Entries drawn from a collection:
* Start *

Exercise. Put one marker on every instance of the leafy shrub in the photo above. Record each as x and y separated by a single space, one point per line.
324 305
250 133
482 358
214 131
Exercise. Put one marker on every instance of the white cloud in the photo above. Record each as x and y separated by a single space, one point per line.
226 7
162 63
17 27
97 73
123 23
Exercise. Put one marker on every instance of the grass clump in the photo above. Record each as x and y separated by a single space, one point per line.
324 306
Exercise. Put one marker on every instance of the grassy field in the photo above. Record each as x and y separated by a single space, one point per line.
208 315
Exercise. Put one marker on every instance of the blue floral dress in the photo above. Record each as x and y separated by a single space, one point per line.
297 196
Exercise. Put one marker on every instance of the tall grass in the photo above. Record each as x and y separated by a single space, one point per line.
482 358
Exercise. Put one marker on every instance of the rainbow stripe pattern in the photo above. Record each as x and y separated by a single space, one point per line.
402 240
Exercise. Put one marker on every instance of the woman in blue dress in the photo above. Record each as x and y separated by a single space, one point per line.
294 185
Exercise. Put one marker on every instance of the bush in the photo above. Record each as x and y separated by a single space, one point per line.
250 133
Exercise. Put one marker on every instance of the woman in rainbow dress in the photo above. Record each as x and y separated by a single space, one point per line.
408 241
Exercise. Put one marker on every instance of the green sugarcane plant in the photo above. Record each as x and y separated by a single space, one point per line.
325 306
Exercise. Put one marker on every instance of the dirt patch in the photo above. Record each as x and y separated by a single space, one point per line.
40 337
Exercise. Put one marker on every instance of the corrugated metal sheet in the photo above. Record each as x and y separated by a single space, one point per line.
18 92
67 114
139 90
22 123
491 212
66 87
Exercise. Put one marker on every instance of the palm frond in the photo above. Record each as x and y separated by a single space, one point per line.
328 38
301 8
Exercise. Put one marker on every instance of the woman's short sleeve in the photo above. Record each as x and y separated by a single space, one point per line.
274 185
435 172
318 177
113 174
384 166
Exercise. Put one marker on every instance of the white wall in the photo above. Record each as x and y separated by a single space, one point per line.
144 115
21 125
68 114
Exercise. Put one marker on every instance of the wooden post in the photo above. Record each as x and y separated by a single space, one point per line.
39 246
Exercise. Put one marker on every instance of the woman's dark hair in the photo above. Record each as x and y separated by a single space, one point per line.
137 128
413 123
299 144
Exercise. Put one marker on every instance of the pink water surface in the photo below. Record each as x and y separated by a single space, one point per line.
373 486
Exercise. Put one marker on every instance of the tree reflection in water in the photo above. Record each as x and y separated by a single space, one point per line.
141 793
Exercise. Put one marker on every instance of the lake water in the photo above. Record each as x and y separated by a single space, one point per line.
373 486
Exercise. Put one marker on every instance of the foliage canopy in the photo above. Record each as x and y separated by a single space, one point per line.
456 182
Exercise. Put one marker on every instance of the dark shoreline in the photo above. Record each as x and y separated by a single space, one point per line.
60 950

* End *

- [TASK INSTRUCTIONS]:
Please rescale the records starting at the line containing "Exercise. Put one marker on every instance of the dark" and ending at the last line of the records, repeating every line and multiplying each coordinate in the answers by 1.55, rounded to whole numbers with halves going up.

- [EXERCISE RESULT]:
Exercise. Put one marker on every instance of the dark shoreline in the photo above. Record each as x and y separated by a single space, one point per line.
93 1473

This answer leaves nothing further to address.